* Material to process *
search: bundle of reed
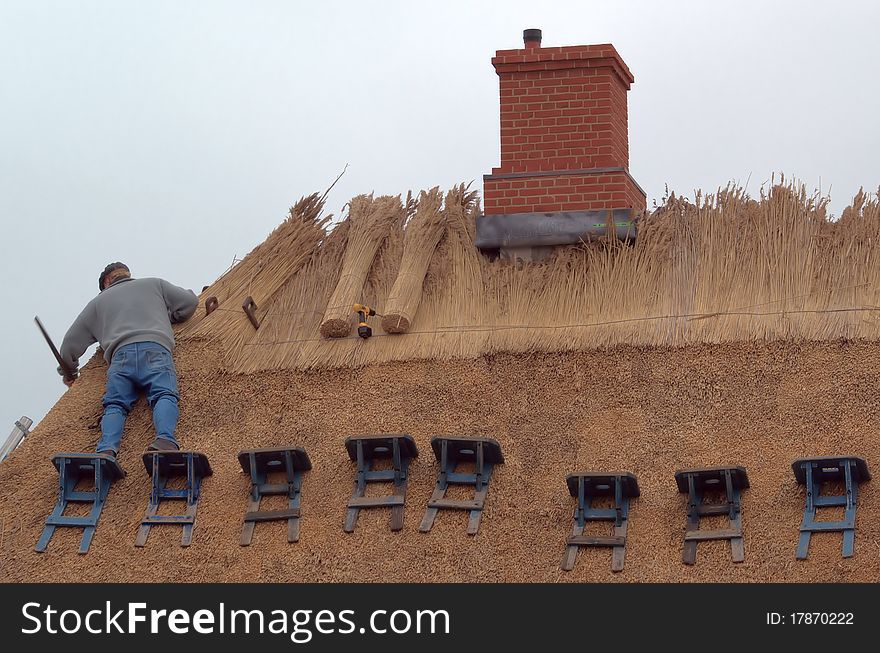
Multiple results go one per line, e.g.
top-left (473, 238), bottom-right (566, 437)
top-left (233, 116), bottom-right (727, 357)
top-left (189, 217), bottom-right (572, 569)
top-left (416, 186), bottom-right (488, 356)
top-left (363, 191), bottom-right (412, 306)
top-left (381, 187), bottom-right (445, 333)
top-left (181, 193), bottom-right (330, 345)
top-left (319, 194), bottom-right (403, 338)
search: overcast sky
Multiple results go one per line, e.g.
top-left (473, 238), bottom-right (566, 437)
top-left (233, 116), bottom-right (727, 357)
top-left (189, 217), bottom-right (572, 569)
top-left (1, 0), bottom-right (878, 437)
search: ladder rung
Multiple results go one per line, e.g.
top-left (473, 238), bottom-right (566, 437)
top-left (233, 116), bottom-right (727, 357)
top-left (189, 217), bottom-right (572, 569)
top-left (567, 535), bottom-right (626, 547)
top-left (684, 528), bottom-right (741, 542)
top-left (158, 489), bottom-right (191, 499)
top-left (256, 483), bottom-right (293, 495)
top-left (813, 496), bottom-right (848, 507)
top-left (582, 508), bottom-right (618, 520)
top-left (363, 470), bottom-right (399, 482)
top-left (428, 498), bottom-right (482, 510)
top-left (697, 504), bottom-right (733, 516)
top-left (65, 491), bottom-right (99, 502)
top-left (348, 495), bottom-right (405, 508)
top-left (802, 520), bottom-right (855, 532)
top-left (244, 508), bottom-right (301, 522)
top-left (143, 515), bottom-right (195, 525)
top-left (446, 472), bottom-right (479, 484)
top-left (45, 516), bottom-right (98, 527)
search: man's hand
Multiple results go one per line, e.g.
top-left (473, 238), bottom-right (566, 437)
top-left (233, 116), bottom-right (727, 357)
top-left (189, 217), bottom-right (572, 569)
top-left (57, 364), bottom-right (78, 386)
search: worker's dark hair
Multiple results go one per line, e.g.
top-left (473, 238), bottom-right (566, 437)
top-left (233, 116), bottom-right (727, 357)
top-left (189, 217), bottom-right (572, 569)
top-left (99, 262), bottom-right (130, 291)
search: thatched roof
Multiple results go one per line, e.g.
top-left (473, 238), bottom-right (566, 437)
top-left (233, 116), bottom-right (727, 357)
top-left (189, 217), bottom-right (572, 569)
top-left (2, 181), bottom-right (879, 582)
top-left (179, 181), bottom-right (880, 375)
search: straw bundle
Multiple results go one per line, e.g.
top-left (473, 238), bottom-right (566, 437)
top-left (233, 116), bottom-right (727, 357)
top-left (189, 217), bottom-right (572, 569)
top-left (416, 186), bottom-right (488, 356)
top-left (319, 194), bottom-right (403, 338)
top-left (381, 187), bottom-right (446, 333)
top-left (362, 191), bottom-right (413, 308)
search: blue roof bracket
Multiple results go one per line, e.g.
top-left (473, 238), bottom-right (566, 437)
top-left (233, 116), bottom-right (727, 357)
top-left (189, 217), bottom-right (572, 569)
top-left (419, 436), bottom-right (504, 536)
top-left (343, 434), bottom-right (418, 533)
top-left (792, 456), bottom-right (870, 560)
top-left (561, 472), bottom-right (640, 572)
top-left (35, 452), bottom-right (126, 554)
top-left (237, 446), bottom-right (311, 546)
top-left (135, 450), bottom-right (212, 548)
top-left (675, 466), bottom-right (749, 566)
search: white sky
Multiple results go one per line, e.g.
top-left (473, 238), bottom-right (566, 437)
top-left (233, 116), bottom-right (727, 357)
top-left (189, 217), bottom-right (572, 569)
top-left (1, 0), bottom-right (879, 435)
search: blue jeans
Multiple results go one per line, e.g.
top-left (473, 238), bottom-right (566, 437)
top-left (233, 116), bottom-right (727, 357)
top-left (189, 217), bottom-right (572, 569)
top-left (98, 342), bottom-right (180, 454)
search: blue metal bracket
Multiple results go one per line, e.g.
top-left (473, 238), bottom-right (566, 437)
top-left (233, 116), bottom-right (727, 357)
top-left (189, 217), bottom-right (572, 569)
top-left (561, 472), bottom-right (640, 572)
top-left (419, 436), bottom-right (504, 536)
top-left (36, 453), bottom-right (125, 554)
top-left (238, 447), bottom-right (311, 546)
top-left (135, 450), bottom-right (212, 547)
top-left (793, 456), bottom-right (870, 560)
top-left (344, 434), bottom-right (418, 533)
top-left (675, 466), bottom-right (749, 565)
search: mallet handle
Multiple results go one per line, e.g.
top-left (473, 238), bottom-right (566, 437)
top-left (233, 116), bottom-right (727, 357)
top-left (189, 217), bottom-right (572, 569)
top-left (34, 316), bottom-right (76, 380)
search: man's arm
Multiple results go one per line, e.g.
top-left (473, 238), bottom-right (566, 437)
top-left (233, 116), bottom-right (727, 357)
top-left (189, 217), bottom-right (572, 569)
top-left (160, 279), bottom-right (199, 324)
top-left (59, 305), bottom-right (97, 379)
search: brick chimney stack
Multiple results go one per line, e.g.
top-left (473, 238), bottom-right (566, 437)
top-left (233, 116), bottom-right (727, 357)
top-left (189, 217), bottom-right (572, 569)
top-left (482, 30), bottom-right (645, 219)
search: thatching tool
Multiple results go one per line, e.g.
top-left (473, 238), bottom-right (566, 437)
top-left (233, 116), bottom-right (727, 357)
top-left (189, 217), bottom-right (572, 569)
top-left (34, 316), bottom-right (76, 383)
top-left (242, 296), bottom-right (260, 330)
top-left (353, 303), bottom-right (382, 339)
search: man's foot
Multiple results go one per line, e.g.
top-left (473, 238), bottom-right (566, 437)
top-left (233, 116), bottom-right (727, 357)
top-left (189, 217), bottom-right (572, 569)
top-left (96, 449), bottom-right (117, 459)
top-left (146, 438), bottom-right (180, 452)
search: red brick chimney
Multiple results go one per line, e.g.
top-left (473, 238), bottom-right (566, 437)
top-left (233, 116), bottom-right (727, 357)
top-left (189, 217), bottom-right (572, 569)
top-left (481, 29), bottom-right (645, 230)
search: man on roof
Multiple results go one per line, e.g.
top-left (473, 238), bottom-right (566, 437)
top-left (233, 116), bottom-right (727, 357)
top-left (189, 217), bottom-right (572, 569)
top-left (58, 262), bottom-right (199, 458)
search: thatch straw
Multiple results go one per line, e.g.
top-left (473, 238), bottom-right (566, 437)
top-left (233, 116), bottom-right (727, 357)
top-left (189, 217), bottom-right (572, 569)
top-left (14, 337), bottom-right (880, 583)
top-left (381, 187), bottom-right (447, 333)
top-left (319, 194), bottom-right (404, 338)
top-left (182, 179), bottom-right (880, 373)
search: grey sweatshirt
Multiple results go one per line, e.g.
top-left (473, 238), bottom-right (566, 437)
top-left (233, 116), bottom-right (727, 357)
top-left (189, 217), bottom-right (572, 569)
top-left (59, 277), bottom-right (198, 374)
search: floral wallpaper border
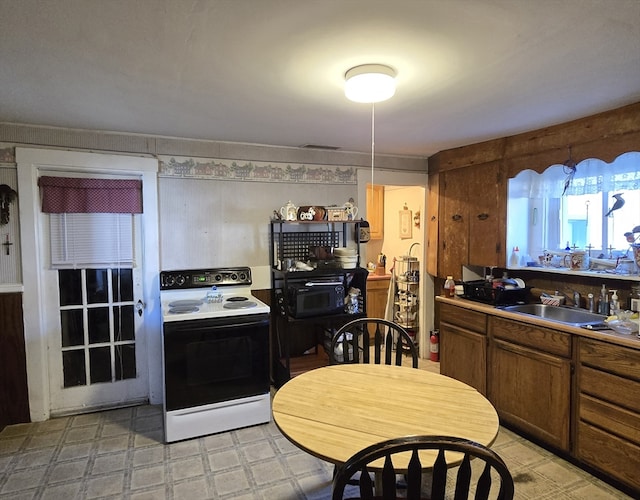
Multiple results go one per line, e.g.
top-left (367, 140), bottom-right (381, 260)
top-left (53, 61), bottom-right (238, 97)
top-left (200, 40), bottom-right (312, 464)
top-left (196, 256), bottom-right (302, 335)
top-left (0, 147), bottom-right (359, 184)
top-left (158, 155), bottom-right (357, 184)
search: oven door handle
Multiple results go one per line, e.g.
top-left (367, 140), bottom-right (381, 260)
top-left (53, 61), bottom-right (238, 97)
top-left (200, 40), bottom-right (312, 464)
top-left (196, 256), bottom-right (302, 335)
top-left (171, 317), bottom-right (269, 331)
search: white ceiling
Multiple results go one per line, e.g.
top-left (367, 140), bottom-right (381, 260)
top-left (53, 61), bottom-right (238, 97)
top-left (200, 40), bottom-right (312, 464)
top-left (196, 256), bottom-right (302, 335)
top-left (1, 0), bottom-right (639, 158)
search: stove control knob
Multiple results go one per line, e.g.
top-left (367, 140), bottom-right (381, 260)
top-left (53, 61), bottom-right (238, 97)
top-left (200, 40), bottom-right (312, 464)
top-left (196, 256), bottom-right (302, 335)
top-left (230, 273), bottom-right (238, 281)
top-left (164, 275), bottom-right (175, 287)
top-left (175, 275), bottom-right (186, 286)
top-left (214, 274), bottom-right (222, 282)
top-left (238, 272), bottom-right (247, 281)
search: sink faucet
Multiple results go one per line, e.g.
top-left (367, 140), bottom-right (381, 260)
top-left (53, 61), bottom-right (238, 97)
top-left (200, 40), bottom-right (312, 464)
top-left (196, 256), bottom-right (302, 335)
top-left (587, 293), bottom-right (595, 313)
top-left (573, 291), bottom-right (581, 308)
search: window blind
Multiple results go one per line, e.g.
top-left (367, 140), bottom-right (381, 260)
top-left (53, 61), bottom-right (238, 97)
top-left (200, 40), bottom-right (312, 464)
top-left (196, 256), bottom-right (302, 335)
top-left (49, 213), bottom-right (134, 268)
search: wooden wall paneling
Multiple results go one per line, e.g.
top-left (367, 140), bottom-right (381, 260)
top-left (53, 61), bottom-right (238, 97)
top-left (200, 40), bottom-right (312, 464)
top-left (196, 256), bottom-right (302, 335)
top-left (430, 103), bottom-right (640, 178)
top-left (428, 137), bottom-right (507, 174)
top-left (503, 102), bottom-right (640, 162)
top-left (0, 293), bottom-right (30, 427)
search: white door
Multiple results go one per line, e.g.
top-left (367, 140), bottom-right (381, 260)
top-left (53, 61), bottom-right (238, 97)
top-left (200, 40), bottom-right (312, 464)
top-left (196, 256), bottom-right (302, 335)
top-left (41, 218), bottom-right (149, 414)
top-left (17, 148), bottom-right (160, 421)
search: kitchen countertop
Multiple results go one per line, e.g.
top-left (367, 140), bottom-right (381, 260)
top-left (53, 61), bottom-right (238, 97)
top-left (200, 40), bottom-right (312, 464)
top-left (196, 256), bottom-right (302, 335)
top-left (436, 295), bottom-right (640, 350)
top-left (366, 273), bottom-right (391, 281)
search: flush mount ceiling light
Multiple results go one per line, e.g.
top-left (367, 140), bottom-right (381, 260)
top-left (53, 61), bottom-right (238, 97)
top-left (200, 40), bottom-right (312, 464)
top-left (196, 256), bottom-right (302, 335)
top-left (344, 64), bottom-right (396, 103)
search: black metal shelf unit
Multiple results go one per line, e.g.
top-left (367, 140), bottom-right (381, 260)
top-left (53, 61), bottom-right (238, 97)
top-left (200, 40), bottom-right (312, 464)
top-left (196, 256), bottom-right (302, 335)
top-left (269, 220), bottom-right (368, 387)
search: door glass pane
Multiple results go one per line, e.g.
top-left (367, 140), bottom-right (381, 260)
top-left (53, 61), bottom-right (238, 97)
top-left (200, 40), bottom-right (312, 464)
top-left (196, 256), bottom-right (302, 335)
top-left (113, 305), bottom-right (135, 341)
top-left (57, 266), bottom-right (139, 394)
top-left (112, 268), bottom-right (133, 302)
top-left (63, 350), bottom-right (86, 387)
top-left (59, 270), bottom-right (82, 306)
top-left (115, 344), bottom-right (136, 380)
top-left (61, 309), bottom-right (84, 347)
top-left (88, 307), bottom-right (110, 344)
top-left (89, 347), bottom-right (112, 383)
top-left (86, 269), bottom-right (108, 303)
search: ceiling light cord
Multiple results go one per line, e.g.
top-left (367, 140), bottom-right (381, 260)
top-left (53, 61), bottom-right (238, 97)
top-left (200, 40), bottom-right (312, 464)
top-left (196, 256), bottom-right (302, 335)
top-left (371, 102), bottom-right (375, 200)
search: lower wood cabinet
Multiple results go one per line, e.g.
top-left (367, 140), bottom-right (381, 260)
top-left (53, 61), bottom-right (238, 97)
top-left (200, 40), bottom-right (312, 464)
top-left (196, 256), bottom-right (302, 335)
top-left (366, 276), bottom-right (391, 340)
top-left (439, 302), bottom-right (487, 395)
top-left (576, 337), bottom-right (640, 493)
top-left (437, 299), bottom-right (640, 496)
top-left (488, 317), bottom-right (572, 451)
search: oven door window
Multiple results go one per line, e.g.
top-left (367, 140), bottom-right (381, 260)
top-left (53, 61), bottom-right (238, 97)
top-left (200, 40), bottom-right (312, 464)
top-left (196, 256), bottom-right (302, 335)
top-left (163, 315), bottom-right (269, 411)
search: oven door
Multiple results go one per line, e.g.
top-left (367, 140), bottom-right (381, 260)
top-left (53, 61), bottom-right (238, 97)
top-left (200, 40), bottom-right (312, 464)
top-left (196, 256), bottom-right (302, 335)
top-left (163, 313), bottom-right (270, 412)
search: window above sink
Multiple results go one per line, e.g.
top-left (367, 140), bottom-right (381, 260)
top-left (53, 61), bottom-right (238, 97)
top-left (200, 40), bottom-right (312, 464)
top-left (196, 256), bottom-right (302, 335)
top-left (507, 151), bottom-right (640, 280)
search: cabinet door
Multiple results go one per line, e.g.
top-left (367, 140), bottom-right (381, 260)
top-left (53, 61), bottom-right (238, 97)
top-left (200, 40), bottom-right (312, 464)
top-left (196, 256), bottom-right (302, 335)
top-left (440, 168), bottom-right (468, 279)
top-left (440, 322), bottom-right (486, 395)
top-left (466, 163), bottom-right (504, 268)
top-left (366, 278), bottom-right (390, 339)
top-left (366, 184), bottom-right (384, 240)
top-left (489, 338), bottom-right (571, 450)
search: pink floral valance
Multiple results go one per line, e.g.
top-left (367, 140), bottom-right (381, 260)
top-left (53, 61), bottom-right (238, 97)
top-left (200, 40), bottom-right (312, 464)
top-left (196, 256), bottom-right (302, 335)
top-left (38, 176), bottom-right (143, 213)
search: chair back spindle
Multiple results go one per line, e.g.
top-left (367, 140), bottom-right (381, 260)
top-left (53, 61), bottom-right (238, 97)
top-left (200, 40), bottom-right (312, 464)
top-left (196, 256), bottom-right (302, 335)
top-left (329, 318), bottom-right (418, 368)
top-left (332, 435), bottom-right (515, 500)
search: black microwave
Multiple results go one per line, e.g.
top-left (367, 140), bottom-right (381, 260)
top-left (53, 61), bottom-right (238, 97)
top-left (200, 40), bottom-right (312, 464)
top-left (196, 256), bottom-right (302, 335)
top-left (287, 278), bottom-right (345, 318)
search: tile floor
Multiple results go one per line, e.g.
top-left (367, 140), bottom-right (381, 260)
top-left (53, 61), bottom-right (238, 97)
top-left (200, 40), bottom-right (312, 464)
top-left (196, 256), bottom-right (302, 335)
top-left (0, 358), bottom-right (634, 499)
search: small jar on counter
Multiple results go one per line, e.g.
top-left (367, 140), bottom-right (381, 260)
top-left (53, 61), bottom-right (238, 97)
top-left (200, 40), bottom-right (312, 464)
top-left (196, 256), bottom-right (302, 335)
top-left (444, 276), bottom-right (456, 297)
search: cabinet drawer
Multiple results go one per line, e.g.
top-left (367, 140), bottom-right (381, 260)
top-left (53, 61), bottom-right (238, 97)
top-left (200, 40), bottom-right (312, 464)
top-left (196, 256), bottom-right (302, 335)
top-left (579, 337), bottom-right (640, 380)
top-left (579, 393), bottom-right (640, 446)
top-left (577, 421), bottom-right (640, 493)
top-left (439, 303), bottom-right (486, 334)
top-left (366, 278), bottom-right (390, 292)
top-left (579, 365), bottom-right (640, 414)
top-left (489, 316), bottom-right (571, 357)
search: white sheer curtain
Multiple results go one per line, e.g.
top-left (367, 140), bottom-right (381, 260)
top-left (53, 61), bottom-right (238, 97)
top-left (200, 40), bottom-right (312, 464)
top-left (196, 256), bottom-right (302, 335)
top-left (509, 152), bottom-right (640, 198)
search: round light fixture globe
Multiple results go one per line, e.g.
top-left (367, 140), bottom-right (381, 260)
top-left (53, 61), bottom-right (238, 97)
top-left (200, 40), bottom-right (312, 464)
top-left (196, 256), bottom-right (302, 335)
top-left (344, 64), bottom-right (396, 103)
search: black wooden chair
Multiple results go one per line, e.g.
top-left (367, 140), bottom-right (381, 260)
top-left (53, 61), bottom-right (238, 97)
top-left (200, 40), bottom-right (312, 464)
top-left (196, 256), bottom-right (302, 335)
top-left (332, 435), bottom-right (515, 500)
top-left (328, 318), bottom-right (418, 368)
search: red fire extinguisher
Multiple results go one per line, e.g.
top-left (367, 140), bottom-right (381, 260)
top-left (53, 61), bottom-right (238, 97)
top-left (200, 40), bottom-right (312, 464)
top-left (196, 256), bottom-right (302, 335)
top-left (430, 330), bottom-right (440, 362)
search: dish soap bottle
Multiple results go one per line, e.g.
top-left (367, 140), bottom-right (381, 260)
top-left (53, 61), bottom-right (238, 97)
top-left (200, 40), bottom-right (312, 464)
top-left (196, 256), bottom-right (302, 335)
top-left (509, 246), bottom-right (520, 267)
top-left (610, 290), bottom-right (620, 316)
top-left (444, 276), bottom-right (456, 297)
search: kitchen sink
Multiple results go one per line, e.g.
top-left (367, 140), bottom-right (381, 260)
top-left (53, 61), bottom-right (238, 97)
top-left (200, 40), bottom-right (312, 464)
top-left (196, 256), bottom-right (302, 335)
top-left (500, 304), bottom-right (607, 326)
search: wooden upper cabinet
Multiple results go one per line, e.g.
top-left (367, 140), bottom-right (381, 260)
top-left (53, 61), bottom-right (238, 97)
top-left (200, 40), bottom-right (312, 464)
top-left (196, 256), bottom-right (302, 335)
top-left (366, 184), bottom-right (384, 240)
top-left (440, 168), bottom-right (469, 279)
top-left (439, 163), bottom-right (505, 278)
top-left (466, 163), bottom-right (505, 267)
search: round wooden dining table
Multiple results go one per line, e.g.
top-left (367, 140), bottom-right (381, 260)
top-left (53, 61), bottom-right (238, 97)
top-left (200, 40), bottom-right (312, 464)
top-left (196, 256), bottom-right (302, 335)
top-left (272, 363), bottom-right (500, 470)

* Exercise description *
Show the lines above that have the word "roof".

* Result for this task *
search: thatched roof
search: blue roof bracket
search: man on roof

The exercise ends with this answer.